Acontece uma
farra na escolha dos suplentes dos senadores brasileiros. É comum encontrar
familiares favorecidos por uma legislação que não proibe a prática. Tudo ocorre
de forma legal, mas imoral e sem o conhecimento do eleitor
Todo jogo
justo tem como princípio regras conhecidas por todos os participantes. Caso
contrário, o resultado do jogo pode ser imoral. É exatamente o que ocorre nas
eleições dos senadores brasileiros. Diferentemente de todos os cargos eletivos,
os senadores são eleitos juntamente com dois suplentes que não aparecem nas
campanhas eleitorais ou nas urnas. Devidamente escondidos, eles abrem margem
para todo o tipo de artimanha. As mais postas em prática pelos senadores são a
indicação de familiares e dos financiadores das campanhas. Quando se trata de
um familiar, a situação fica mais escancarada. Os financiadores são mais
difíceis de serem apontados. O debate sobre o tema foi reaberto pelo senador
Chico Rodrigues (DEM-RR), flagrado com dinheiro na cueca pela Polícia Federal. O Supremo Tribunal
Federal (STF) determinou o afastamento do senador por 90 dias e ele corria o
risco de ter seu mandato cassado, possibilitando uma nova eleição para a sua
vaga. No entanto, o senador foi perspicaz e pediu afastamento de 121 dias, o
suficiente para que o seu filho e primeiro suplente, Pedro Arthur, assumisse o
posto no Senado, mantendo na família todas as benesses do cargo. Pesa contra
Pedro Arthur acusações de participar do esquema de corrupção no qual o pai é investigado. O senador Flávio Arns
(Podemos-PR) entende que o caso desmoraliza o Senado: “A sociedade, com toda
razão, repudia este escárnio na política”.

> _Tarefa proposta A_
Resuma em duas frases o texto sobre os suplentes de senadores.
> _Tarefa proposta B_
Dê seguimento ao texto sobre os suplentes de senadores a partir do ponto em que ele termina.
As linhas não são necessárias para nenhuma das tarefas.

> _Linhas fornecidas_
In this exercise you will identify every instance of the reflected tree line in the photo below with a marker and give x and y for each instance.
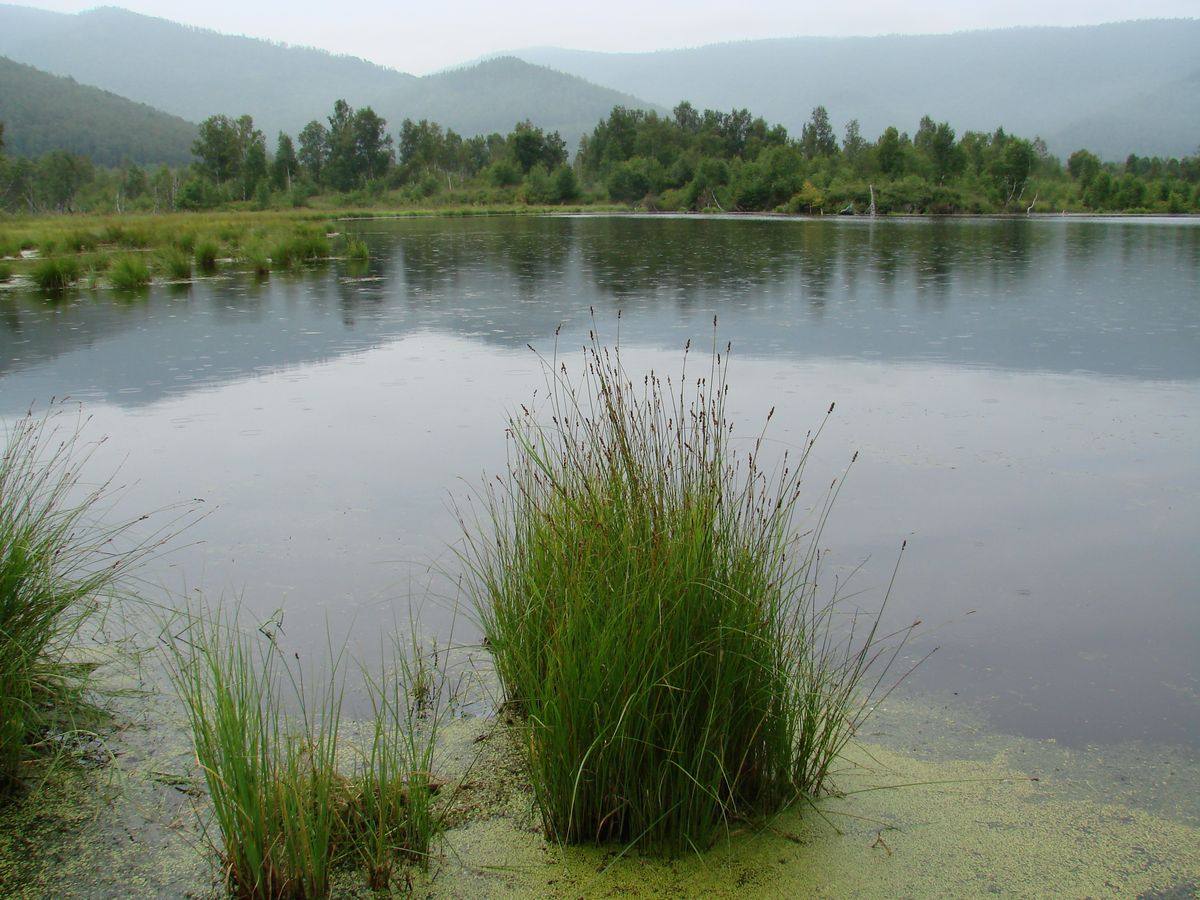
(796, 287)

==

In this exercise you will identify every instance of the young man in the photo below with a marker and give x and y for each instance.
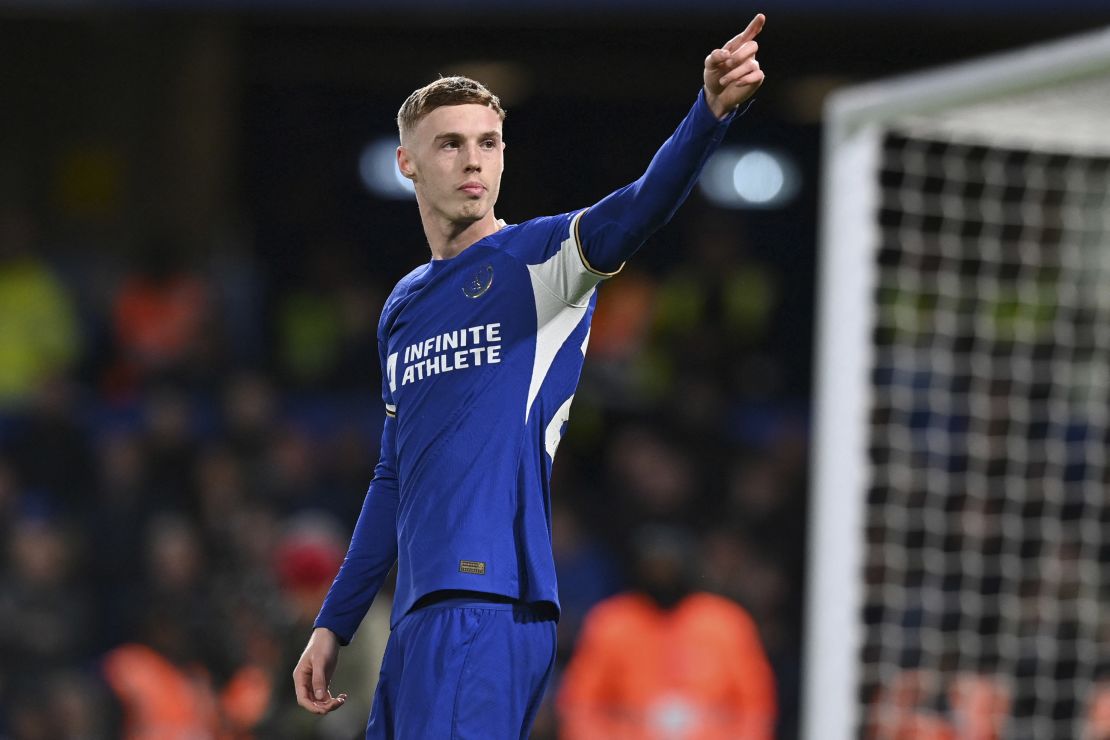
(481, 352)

> _Resposta final A_
Os senadores brasileiros são eleitos com dois suplentes que não aparecem nas campanhas nem nas urnas, o que permite, de forma legal mas imoral, a indicação de familiares e de financiadores de campanha. O tema voltou ao debate com o caso do senador Chico Rodrigues, que, afastado pelo STF por 90 dias, pediu afastamento de 121 dias para que seu filho e primeiro suplente, Pedro Arthur, assumisse a vaga no Senado.

> _Resposta final B_
A prática,
contudo, é mais comum do que se imagina. Nada menos do que o presidente do
Senado, Davi Alcolumbre (DEM-AP), é outro mau exemplo, que indicou como
suplente o seu irmão José Samuel Alcolumbre para a primeira suplência. Sandra
Braga, mulher do senador Eduardo Braga (MDB-AM), foi agraciada com a suplência
do marido. Ela, inclusive, já assumiu a vaga no período em que o senador foi
ministro de Minas e Energia, entre 2015 e 2016. A mãe do senador Ciro Nogueira
(PP-PI), Eliane Nogueira, é outra na lista de nepotismo no Senado.
No Senado, há
uma Proposta de Emenda Constitucional (PEC) parada na Câmara que trata do tema.
De autoria do ex-senador Sibá Machado (PT-AC), a PEC 287/13 diminui a suplência
de duas para uma e proíbe cônjuges, parentes consanguíneos em até segundo grau.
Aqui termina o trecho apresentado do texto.